**THE PROBLEM:** Put the lines of the records between the line holding "trunk shown in the photo below." and the line holding "(1198, 731)", inclusive, into a JSON list of strings, one string per line with blank lines omitted. Leave the pictures out.

□ □ □ □ □ □ □

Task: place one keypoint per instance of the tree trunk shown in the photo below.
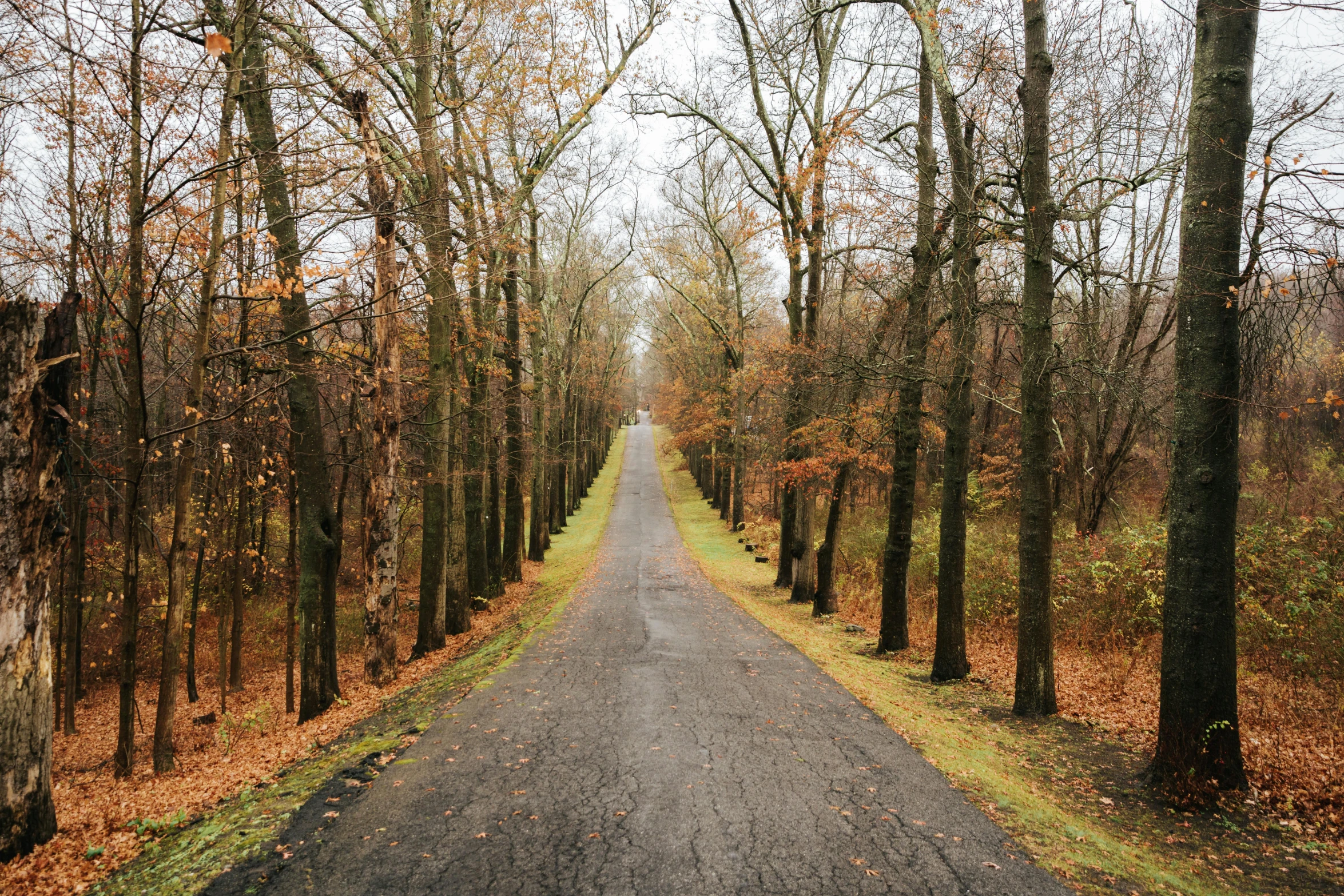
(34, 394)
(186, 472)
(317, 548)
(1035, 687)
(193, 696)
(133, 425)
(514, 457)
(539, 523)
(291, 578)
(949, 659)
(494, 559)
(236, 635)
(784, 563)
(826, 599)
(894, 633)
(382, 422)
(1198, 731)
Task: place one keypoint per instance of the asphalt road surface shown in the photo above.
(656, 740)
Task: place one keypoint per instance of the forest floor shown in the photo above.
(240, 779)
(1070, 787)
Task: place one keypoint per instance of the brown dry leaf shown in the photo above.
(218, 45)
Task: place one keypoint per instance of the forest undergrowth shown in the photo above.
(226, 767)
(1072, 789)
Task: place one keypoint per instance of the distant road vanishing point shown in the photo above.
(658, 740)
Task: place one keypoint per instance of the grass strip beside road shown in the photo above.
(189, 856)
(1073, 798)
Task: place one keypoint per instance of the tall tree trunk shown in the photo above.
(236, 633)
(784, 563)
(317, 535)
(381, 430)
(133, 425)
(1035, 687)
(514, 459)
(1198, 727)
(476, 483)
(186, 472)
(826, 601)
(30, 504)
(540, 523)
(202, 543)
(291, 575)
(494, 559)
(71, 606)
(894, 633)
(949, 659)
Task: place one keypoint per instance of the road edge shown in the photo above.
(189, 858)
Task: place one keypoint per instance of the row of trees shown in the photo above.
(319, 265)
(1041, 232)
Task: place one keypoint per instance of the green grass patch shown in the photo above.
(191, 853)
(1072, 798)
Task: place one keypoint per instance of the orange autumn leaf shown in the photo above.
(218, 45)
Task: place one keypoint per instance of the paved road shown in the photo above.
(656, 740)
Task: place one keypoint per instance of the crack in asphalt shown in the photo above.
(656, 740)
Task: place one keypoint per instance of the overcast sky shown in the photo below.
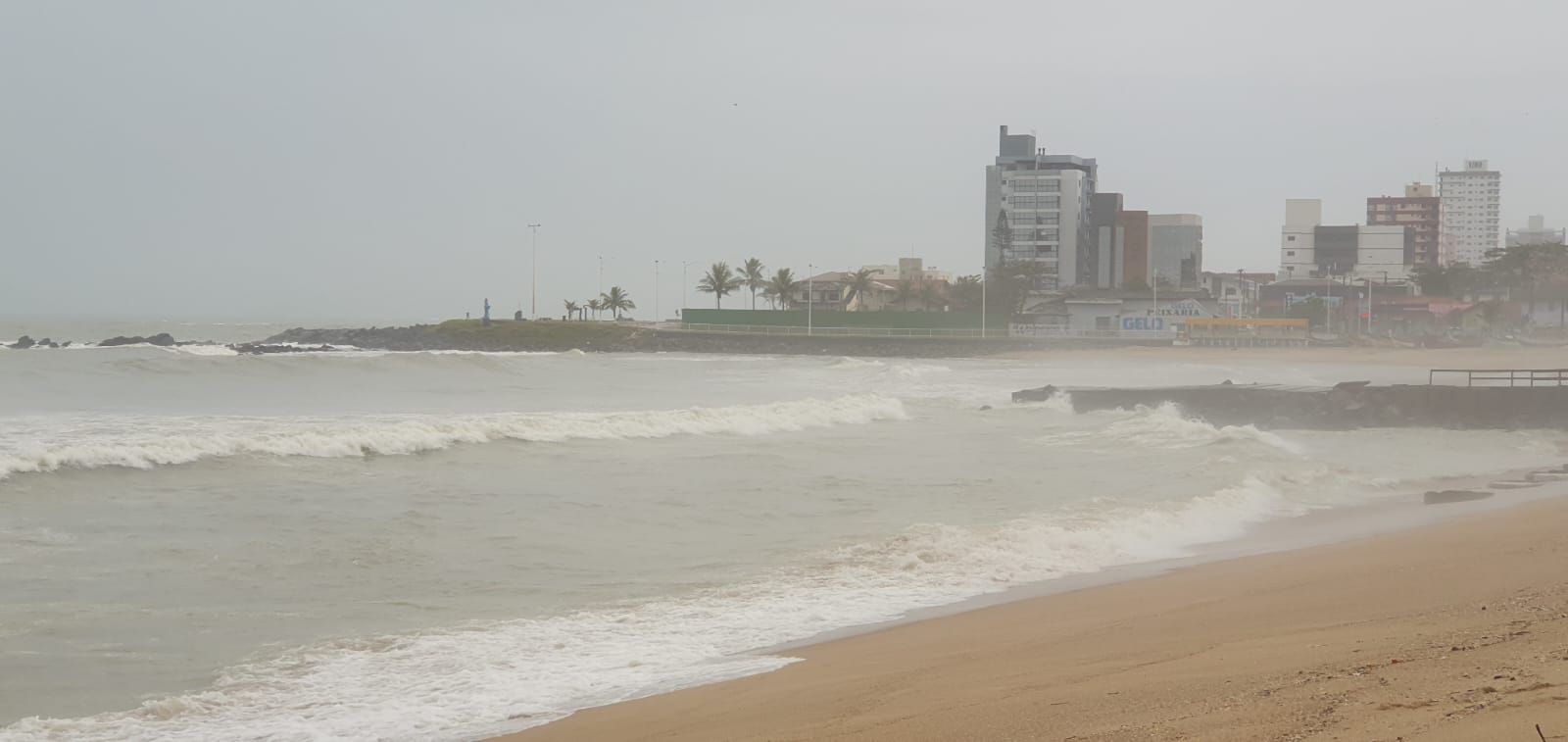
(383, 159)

□ □ □ □ □ □ □

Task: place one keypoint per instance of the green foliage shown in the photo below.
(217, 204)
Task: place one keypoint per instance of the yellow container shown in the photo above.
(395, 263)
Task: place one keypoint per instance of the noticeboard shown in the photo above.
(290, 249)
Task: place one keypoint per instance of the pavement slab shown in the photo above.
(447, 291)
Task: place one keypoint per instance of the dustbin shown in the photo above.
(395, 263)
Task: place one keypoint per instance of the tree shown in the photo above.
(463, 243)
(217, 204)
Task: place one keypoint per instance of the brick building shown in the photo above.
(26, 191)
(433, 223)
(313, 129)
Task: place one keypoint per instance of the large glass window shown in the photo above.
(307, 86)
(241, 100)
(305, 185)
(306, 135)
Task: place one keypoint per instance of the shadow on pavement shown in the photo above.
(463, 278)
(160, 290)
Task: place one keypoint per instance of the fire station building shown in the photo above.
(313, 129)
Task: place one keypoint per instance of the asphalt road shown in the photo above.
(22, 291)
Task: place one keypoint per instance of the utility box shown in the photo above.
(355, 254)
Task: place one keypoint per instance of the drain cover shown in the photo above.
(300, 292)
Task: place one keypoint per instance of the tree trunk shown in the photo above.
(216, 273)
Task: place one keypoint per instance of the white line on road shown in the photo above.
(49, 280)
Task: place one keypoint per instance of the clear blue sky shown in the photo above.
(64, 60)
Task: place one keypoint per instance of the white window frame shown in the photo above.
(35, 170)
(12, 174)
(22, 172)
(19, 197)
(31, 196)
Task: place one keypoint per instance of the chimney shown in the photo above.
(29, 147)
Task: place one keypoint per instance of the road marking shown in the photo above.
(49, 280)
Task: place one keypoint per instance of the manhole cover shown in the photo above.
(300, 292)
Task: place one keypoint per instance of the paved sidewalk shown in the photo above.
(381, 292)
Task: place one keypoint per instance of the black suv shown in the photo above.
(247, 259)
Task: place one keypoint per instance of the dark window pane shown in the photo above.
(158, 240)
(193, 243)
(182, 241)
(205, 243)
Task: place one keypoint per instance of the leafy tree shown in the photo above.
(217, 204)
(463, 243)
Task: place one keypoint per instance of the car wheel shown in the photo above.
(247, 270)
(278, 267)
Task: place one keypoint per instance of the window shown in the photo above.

□ □ □ □ □ □ □

**OUTPUT BELOW:**
[
  "Task: place one keypoint per instance of the tree trunk shown in the photo below.",
  "(34, 394)",
  "(186, 472)",
  "(317, 548)",
  "(1035, 687)",
  "(193, 696)",
  "(133, 425)",
  "(514, 457)",
  "(539, 523)",
  "(291, 578)",
  "(949, 659)",
  "(494, 559)",
  "(236, 635)",
  "(784, 563)",
  "(826, 599)",
  "(894, 633)",
  "(382, 422)",
  "(1198, 731)"
]